● Exercise instructions: Please write out the part of the backhoe thread starting at "# How about" and ending at "the earthforce model.", word for word.

● Passage provided:
/---
# How about this backhoe?



## srl28 (Jan 2, 2006)

Found a backoe locally that is an Earthforce E4. Earthforce was bought out by Bobcat a few yrs back and Bobcat made the same exact machine in their colors, the B300. The pic below is of the B300 but the machine I'm lookin at is the earthforce model.

Any experience with machines like this in snow? 10ft pusher on it? Weighs 10,000lbs and has a 46hp Kubota diesel. 4 wheel drive and 4 wheel steer.


----------



## rob_cook2001 (Nov 15, 2008)

I would stay away. I have ran many small rubber tired backhoes that size and HP was never impressed(never a bobcat though). I sure don't see that thing pushing a 10ft pusher, maybe a 8ft.
I have no experience with the bobcat or earthforce hoes but have never heard good things.
Robert


----------



## Advantage (Nov 7, 2007)

Those are pretty cool little machines and I think we could put one of those to work. Having said that I would have to agree that it could be a bit underpowered with a 10' pusher on long runs. 8' would be better.


----------



## srl28 (Jan 2, 2006)

Wish it had more hp to it thats all otherwise Id have no problem throwin a 10ft on it. Too bad.


----------



## EGLC (Nov 8, 2007)

Will that wont push 10...8' tops way to small of a machine...why not get a skid and put a nice 8' on it?
\---
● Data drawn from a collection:
/---
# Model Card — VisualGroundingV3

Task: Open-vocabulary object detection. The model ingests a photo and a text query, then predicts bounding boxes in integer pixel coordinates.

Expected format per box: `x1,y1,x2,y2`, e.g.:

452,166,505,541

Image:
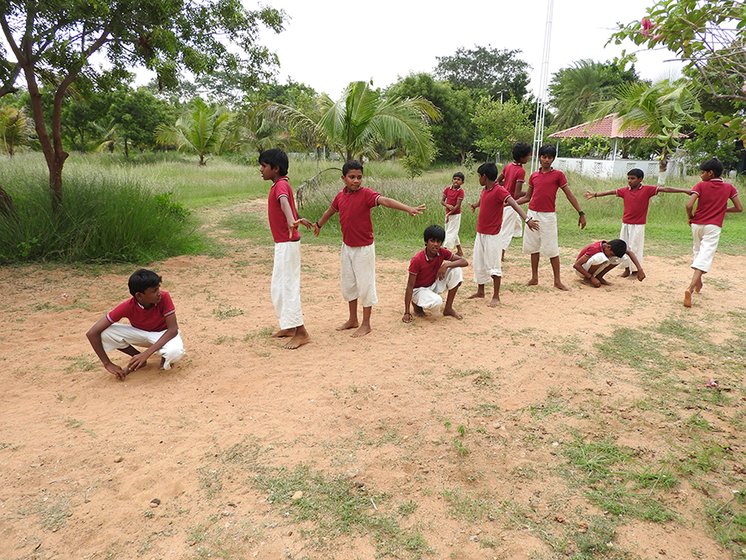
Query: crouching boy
573,239,645,288
86,268,185,381
402,225,469,323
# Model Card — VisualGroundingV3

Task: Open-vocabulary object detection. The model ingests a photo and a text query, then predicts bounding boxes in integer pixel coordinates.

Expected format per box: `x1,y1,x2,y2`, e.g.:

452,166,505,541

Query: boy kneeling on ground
573,239,645,288
86,268,185,381
402,225,469,323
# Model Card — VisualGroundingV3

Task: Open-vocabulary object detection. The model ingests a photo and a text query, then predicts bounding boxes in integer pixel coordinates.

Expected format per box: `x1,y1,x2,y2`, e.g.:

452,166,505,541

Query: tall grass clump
0,163,207,263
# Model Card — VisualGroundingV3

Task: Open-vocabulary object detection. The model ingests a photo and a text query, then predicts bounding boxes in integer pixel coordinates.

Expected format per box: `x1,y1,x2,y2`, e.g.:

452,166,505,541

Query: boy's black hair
627,167,645,179
259,148,290,175
127,268,162,296
342,159,363,177
699,158,723,177
539,144,557,158
423,224,446,243
477,161,497,181
609,239,627,259
513,142,531,161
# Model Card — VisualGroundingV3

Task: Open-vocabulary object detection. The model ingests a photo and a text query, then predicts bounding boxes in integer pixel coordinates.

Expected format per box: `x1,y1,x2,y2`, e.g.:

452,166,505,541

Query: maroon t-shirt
528,169,567,212
106,290,176,332
409,247,453,288
267,177,300,243
692,178,738,227
332,187,381,247
477,183,510,235
616,185,658,224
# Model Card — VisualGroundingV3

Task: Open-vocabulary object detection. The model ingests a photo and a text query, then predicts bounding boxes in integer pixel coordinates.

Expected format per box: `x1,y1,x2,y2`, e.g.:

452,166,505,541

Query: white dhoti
412,267,464,309
443,213,461,250
523,210,559,259
101,323,186,369
473,233,503,284
619,223,645,272
270,241,304,329
340,243,378,307
692,224,722,272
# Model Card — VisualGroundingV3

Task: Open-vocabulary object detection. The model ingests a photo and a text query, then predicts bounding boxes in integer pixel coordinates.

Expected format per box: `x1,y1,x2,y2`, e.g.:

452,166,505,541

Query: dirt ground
0,206,746,560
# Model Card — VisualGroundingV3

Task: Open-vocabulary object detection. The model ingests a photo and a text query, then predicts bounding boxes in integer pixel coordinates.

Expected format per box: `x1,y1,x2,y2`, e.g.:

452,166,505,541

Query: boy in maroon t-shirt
313,160,425,337
86,268,185,381
684,158,743,307
401,225,469,323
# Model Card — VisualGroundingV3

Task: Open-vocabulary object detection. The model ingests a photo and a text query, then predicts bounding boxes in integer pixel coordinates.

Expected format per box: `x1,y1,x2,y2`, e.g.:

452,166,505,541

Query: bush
0,168,206,263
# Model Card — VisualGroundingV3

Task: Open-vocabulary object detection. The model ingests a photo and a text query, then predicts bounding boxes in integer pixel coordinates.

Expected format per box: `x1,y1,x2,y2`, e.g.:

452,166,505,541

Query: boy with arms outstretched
440,171,464,257
401,225,469,323
469,163,539,307
585,168,692,278
684,158,743,307
259,148,311,350
86,268,185,381
516,146,585,290
573,239,645,288
497,142,531,260
313,160,425,337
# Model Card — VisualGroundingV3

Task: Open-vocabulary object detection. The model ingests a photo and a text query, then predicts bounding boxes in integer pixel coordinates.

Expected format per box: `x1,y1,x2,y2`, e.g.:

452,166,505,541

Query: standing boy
440,171,464,257
573,239,645,288
86,268,185,381
585,168,692,278
259,148,311,350
684,158,743,307
313,160,425,337
469,163,539,307
401,225,469,323
497,142,531,260
517,146,585,290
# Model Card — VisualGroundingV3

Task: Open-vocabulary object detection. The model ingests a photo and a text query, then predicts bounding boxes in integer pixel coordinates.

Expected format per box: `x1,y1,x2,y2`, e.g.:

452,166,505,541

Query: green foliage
435,46,530,100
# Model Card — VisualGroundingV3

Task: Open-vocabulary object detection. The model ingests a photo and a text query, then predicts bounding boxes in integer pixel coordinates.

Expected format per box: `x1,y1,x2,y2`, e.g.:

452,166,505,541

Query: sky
\---
● The reply:
# How about this backhoe?



## srl28 (Jan 2, 2006)

Found a backoe locally that is an Earthforce E4. Earthforce was bought out by Bobcat a few yrs back and Bobcat made the same exact machine in their colors, the B300. The pic below is of the B300 but the machine I'm lookin at is the earthforce model.